## [Text block]
★ ★ ★

Tel Al-Hawa Gaza Neighborhood:

The Israeli Terrorist Invasion and After

Date: 17 / 01 / 2009  Time:  19:46
Gaza – Ma’an –

The embers of Tel Al-Hawa continue to burn. The smoke from the fire and concrete dust cloud the air, and carry the thick smell of burning and rotting bodies.

This street, up until Thursday was one of the most luxurious streets in Gaza City, built by the Palestinian Authority in the late 1990s.

Rather than flowers, glittering glass and stone a walk through Tel Al-Hawa two days after the Israeli invasion into the area, burnt cars with burned bodies, half demolished apartment towers and torn up roads are what greet passersby. The hospital is where most residents call home now.

Ma’an visited the destroyed neighborhood, and asked about the burned car at the main street’s entrance. A former resident told reporters that the car was owned by Oday Salameh Haddad. He was in his car fleeing the area after hours of Israeli tank fire and troops running home to home. He got in his car with his wife Husna, 45, his son Hatem, 21, and his daughter Aya, 15.

★ ★ ★

## [Supplied records]

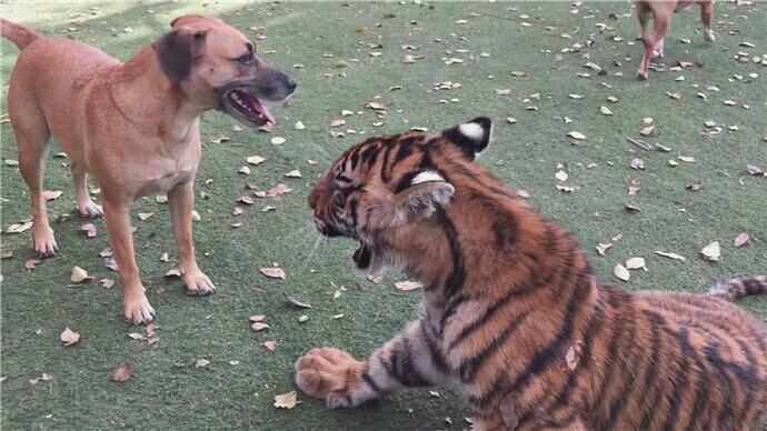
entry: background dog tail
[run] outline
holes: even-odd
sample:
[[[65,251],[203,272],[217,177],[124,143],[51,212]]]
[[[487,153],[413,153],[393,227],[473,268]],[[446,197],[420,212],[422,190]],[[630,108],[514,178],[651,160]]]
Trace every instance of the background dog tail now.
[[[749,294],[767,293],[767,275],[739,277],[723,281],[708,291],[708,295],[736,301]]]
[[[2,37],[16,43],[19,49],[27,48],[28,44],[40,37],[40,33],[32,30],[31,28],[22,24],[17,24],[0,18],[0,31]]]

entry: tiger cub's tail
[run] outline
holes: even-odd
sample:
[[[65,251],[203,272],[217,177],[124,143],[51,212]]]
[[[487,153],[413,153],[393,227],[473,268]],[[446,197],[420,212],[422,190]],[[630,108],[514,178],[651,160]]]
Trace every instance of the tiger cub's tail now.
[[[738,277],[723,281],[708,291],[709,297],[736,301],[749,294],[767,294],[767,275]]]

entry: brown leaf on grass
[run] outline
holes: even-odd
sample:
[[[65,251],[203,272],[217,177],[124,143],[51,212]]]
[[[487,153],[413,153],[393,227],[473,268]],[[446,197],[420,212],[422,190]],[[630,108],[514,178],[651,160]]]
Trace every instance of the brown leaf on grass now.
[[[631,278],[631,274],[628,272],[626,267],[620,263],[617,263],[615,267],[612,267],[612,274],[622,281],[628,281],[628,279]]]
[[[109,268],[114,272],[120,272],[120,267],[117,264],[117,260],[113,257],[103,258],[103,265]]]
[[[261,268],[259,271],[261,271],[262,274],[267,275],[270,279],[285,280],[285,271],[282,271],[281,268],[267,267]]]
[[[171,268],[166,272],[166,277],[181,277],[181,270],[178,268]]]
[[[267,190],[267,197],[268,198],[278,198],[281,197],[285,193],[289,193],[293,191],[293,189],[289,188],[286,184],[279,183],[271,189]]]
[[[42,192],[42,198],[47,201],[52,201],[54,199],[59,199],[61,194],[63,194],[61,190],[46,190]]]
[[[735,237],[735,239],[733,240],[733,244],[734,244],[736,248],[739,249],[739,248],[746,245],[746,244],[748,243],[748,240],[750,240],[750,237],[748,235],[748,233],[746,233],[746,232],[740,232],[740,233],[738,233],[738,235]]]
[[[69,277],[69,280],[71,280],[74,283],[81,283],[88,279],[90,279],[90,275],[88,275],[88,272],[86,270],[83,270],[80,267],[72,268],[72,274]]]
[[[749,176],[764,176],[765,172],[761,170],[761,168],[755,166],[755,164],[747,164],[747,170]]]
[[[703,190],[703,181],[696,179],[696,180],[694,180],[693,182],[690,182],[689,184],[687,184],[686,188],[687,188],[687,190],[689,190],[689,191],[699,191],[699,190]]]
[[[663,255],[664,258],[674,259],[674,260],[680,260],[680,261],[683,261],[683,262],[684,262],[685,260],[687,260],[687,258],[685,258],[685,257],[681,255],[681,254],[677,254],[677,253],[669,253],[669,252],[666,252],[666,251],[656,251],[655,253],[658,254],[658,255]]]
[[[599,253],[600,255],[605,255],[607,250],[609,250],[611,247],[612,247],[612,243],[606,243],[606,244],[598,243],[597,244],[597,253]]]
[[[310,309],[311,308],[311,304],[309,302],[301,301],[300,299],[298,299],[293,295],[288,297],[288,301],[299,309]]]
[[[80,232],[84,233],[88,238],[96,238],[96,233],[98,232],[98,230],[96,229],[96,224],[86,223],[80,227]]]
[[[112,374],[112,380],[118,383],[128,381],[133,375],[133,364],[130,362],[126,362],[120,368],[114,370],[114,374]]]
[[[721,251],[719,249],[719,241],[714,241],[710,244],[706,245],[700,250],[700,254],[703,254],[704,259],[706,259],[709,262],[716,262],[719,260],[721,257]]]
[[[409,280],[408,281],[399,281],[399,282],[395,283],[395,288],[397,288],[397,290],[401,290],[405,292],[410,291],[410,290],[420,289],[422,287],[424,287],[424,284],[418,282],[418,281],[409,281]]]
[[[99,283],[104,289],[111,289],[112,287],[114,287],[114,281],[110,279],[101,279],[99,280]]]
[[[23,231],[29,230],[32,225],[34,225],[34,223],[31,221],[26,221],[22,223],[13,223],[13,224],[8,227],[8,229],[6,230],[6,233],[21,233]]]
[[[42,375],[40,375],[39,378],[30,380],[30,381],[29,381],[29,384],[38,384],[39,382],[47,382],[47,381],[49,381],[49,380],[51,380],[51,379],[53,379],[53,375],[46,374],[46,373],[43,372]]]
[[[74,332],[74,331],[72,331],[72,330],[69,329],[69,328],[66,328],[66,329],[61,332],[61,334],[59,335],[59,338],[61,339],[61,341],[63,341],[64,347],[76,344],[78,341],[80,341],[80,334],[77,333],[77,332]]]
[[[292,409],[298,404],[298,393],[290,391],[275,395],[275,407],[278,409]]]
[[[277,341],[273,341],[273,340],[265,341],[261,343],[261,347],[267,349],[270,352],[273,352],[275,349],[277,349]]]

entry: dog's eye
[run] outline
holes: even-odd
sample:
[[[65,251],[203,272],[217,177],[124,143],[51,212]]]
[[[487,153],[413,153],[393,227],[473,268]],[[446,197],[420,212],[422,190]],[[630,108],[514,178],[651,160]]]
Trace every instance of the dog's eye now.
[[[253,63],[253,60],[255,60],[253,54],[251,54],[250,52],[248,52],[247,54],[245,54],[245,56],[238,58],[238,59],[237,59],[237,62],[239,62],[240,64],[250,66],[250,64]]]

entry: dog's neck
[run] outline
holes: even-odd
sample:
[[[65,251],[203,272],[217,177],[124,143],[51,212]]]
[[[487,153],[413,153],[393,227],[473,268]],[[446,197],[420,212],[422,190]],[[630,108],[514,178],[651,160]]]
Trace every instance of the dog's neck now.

★ ★ ★

## [Exercise]
Decide whether each statement agrees with the Tel Al-Hawa report above, answering yes or no and quoting the words of the report that settle it. 1. The street was built by the Palestinian Authority in the late 1990s. 2. Most residents now live at the hospital. 3. Oday Salameh Haddad fled the area alone in his car.

## [Result]
1. Yes: "built by the Palestinian Authority in the late 1990s."
2. Yes: "The hospital is where most residents call home now."
3. No: "He got in his car with his wife Husna, 45, his son Hatem, 21, and his daughter Aya, 15."